Exercise instructions:
From the material below, copy every line that contains the string "blue". Uppercase and lowercase letters count as different.

Exercise material:
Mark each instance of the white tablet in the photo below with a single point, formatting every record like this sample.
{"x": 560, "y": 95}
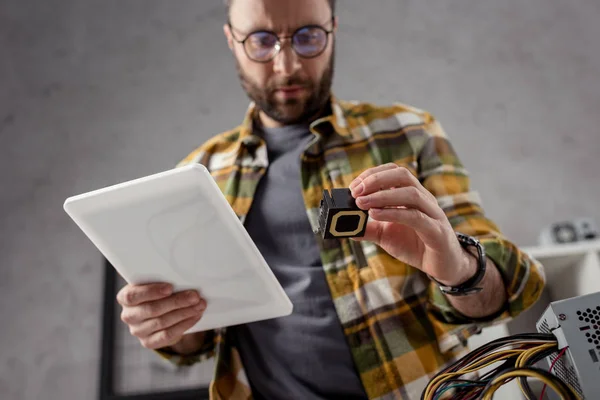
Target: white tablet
{"x": 177, "y": 227}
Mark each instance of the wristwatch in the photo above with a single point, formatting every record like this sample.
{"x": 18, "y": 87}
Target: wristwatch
{"x": 469, "y": 286}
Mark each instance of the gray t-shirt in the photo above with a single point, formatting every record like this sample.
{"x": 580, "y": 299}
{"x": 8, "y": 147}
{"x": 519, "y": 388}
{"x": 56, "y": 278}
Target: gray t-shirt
{"x": 304, "y": 355}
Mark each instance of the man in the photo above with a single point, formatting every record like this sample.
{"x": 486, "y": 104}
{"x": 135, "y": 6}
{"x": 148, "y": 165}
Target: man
{"x": 374, "y": 330}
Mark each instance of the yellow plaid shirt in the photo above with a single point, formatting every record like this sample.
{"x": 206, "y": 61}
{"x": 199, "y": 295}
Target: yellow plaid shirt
{"x": 400, "y": 328}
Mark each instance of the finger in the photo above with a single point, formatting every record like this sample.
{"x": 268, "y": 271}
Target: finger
{"x": 150, "y": 326}
{"x": 170, "y": 336}
{"x": 368, "y": 172}
{"x": 427, "y": 228}
{"x": 409, "y": 197}
{"x": 387, "y": 179}
{"x": 132, "y": 295}
{"x": 373, "y": 232}
{"x": 154, "y": 309}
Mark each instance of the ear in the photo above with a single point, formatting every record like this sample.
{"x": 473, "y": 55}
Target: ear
{"x": 228, "y": 36}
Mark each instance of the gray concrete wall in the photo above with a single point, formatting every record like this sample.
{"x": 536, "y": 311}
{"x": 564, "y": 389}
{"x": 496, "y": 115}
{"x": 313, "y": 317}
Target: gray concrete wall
{"x": 96, "y": 92}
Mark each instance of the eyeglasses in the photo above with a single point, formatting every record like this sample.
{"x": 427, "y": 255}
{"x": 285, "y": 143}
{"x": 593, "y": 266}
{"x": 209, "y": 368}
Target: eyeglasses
{"x": 307, "y": 41}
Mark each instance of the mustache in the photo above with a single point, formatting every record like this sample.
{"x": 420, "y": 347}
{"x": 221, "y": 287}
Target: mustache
{"x": 290, "y": 81}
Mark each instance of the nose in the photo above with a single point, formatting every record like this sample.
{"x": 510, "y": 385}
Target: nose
{"x": 286, "y": 62}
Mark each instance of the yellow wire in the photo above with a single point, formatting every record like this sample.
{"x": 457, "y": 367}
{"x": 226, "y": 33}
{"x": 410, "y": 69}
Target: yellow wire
{"x": 494, "y": 357}
{"x": 500, "y": 380}
{"x": 528, "y": 354}
{"x": 497, "y": 356}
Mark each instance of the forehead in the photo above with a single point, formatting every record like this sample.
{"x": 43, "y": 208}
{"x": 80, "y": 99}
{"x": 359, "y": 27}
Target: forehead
{"x": 281, "y": 16}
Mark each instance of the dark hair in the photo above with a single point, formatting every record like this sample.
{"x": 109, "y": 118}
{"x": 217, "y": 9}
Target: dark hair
{"x": 331, "y": 5}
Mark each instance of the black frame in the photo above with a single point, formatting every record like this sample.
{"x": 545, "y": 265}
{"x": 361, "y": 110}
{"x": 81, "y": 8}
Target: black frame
{"x": 107, "y": 354}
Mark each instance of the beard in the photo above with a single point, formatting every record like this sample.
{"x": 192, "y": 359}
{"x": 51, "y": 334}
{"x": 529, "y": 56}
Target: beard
{"x": 290, "y": 111}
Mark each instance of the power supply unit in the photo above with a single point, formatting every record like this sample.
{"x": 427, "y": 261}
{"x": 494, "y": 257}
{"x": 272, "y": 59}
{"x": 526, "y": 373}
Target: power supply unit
{"x": 576, "y": 324}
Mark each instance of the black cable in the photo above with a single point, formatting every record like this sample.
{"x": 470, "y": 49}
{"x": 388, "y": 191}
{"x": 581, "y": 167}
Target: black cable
{"x": 566, "y": 392}
{"x": 527, "y": 391}
{"x": 489, "y": 347}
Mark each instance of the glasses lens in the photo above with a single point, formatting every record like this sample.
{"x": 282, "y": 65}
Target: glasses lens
{"x": 261, "y": 45}
{"x": 310, "y": 41}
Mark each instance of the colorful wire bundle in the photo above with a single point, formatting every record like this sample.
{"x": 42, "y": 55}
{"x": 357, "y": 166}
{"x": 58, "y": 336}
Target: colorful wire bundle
{"x": 516, "y": 355}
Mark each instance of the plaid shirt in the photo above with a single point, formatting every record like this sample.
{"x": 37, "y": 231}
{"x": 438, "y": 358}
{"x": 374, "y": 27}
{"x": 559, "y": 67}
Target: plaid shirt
{"x": 400, "y": 328}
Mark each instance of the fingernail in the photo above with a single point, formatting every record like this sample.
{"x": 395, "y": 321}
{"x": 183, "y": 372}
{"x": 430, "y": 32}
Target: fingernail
{"x": 364, "y": 201}
{"x": 358, "y": 189}
{"x": 193, "y": 297}
{"x": 201, "y": 306}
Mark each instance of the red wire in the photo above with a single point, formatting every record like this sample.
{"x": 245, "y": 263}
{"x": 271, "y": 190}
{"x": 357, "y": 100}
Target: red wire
{"x": 550, "y": 370}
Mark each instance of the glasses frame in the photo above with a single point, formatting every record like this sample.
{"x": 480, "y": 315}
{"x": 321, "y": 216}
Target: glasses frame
{"x": 278, "y": 44}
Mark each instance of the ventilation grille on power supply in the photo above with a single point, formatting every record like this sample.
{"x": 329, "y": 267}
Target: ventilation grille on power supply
{"x": 563, "y": 368}
{"x": 590, "y": 319}
{"x": 589, "y": 326}
{"x": 544, "y": 328}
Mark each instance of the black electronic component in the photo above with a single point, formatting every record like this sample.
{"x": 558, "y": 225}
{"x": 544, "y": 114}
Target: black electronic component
{"x": 340, "y": 217}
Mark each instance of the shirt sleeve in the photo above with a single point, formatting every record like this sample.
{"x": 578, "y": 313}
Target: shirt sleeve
{"x": 441, "y": 172}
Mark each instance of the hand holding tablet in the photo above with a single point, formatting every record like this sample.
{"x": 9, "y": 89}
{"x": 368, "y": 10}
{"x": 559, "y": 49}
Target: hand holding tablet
{"x": 176, "y": 227}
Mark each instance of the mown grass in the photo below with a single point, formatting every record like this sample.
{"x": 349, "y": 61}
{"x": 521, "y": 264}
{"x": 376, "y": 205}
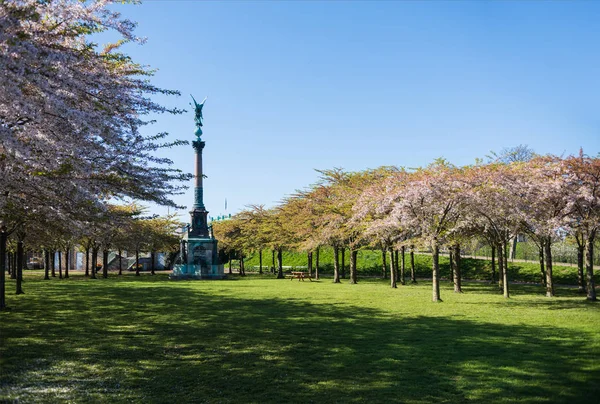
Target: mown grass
{"x": 259, "y": 339}
{"x": 369, "y": 263}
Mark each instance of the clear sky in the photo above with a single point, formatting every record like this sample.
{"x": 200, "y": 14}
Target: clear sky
{"x": 295, "y": 86}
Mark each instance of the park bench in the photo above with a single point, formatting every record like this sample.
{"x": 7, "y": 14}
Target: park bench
{"x": 300, "y": 275}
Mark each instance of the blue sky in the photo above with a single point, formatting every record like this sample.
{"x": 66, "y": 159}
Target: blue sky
{"x": 301, "y": 85}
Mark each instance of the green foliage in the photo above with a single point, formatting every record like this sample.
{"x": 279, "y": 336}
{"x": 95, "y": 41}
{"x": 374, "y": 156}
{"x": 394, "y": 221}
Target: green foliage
{"x": 369, "y": 264}
{"x": 259, "y": 339}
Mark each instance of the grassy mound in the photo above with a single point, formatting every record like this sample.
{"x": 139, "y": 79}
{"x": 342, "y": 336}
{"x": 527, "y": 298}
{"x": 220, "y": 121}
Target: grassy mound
{"x": 259, "y": 339}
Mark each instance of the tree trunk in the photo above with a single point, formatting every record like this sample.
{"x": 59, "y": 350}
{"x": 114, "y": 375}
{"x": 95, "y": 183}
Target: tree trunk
{"x": 456, "y": 270}
{"x": 94, "y": 261}
{"x": 336, "y": 264}
{"x": 273, "y": 259}
{"x": 397, "y": 265}
{"x": 413, "y": 276}
{"x": 152, "y": 259}
{"x": 343, "y": 267}
{"x": 493, "y": 263}
{"x": 137, "y": 262}
{"x": 353, "y": 271}
{"x": 500, "y": 267}
{"x": 104, "y": 263}
{"x": 383, "y": 263}
{"x": 46, "y": 264}
{"x": 451, "y": 259}
{"x": 3, "y": 238}
{"x": 13, "y": 272}
{"x": 87, "y": 261}
{"x": 589, "y": 267}
{"x": 53, "y": 263}
{"x": 67, "y": 261}
{"x": 503, "y": 270}
{"x": 280, "y": 264}
{"x": 317, "y": 264}
{"x": 19, "y": 268}
{"x": 120, "y": 262}
{"x": 580, "y": 265}
{"x": 59, "y": 264}
{"x": 542, "y": 265}
{"x": 436, "y": 272}
{"x": 402, "y": 265}
{"x": 549, "y": 283}
{"x": 393, "y": 281}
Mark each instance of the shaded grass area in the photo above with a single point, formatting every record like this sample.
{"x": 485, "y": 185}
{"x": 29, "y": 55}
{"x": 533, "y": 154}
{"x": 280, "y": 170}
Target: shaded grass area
{"x": 259, "y": 339}
{"x": 369, "y": 263}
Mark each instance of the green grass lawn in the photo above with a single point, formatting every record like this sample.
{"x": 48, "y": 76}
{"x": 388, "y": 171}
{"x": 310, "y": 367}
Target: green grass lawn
{"x": 262, "y": 340}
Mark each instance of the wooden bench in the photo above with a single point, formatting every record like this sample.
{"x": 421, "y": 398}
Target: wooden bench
{"x": 299, "y": 275}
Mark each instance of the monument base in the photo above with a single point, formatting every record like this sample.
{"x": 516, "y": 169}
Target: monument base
{"x": 201, "y": 260}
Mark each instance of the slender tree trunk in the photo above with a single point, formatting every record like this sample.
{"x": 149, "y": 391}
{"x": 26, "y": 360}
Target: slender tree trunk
{"x": 3, "y": 238}
{"x": 120, "y": 262}
{"x": 413, "y": 276}
{"x": 436, "y": 272}
{"x": 503, "y": 270}
{"x": 137, "y": 262}
{"x": 46, "y": 264}
{"x": 152, "y": 259}
{"x": 87, "y": 261}
{"x": 456, "y": 270}
{"x": 105, "y": 263}
{"x": 549, "y": 282}
{"x": 336, "y": 264}
{"x": 589, "y": 267}
{"x": 13, "y": 272}
{"x": 383, "y": 263}
{"x": 451, "y": 259}
{"x": 343, "y": 256}
{"x": 67, "y": 261}
{"x": 500, "y": 267}
{"x": 317, "y": 264}
{"x": 273, "y": 259}
{"x": 402, "y": 265}
{"x": 542, "y": 265}
{"x": 580, "y": 265}
{"x": 280, "y": 264}
{"x": 493, "y": 263}
{"x": 393, "y": 281}
{"x": 353, "y": 271}
{"x": 397, "y": 265}
{"x": 19, "y": 268}
{"x": 94, "y": 261}
{"x": 59, "y": 264}
{"x": 53, "y": 263}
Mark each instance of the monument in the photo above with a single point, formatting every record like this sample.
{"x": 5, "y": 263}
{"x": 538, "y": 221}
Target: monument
{"x": 198, "y": 253}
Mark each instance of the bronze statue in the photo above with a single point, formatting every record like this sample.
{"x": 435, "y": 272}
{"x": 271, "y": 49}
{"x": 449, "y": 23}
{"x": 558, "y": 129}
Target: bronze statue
{"x": 198, "y": 115}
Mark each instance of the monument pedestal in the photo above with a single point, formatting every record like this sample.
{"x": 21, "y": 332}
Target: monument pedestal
{"x": 201, "y": 260}
{"x": 199, "y": 255}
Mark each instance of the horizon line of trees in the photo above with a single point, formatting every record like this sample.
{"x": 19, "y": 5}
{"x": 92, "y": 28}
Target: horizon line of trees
{"x": 396, "y": 210}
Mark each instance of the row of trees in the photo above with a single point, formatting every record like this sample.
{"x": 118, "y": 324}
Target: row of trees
{"x": 393, "y": 209}
{"x": 74, "y": 127}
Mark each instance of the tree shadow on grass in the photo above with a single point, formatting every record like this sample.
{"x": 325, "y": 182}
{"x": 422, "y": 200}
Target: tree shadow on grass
{"x": 117, "y": 343}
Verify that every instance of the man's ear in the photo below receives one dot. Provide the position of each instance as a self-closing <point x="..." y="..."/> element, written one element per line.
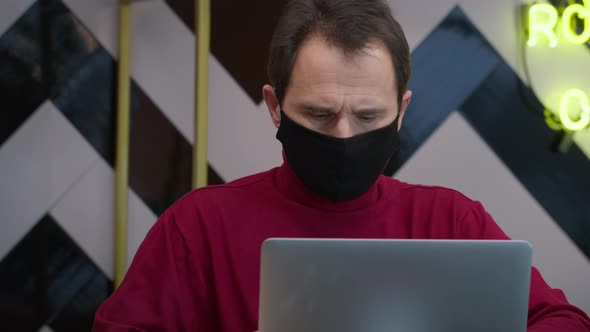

Result:
Mark each instance of the blue sky in the photo above with a single point, formatting every record like this sample.
Target: blue sky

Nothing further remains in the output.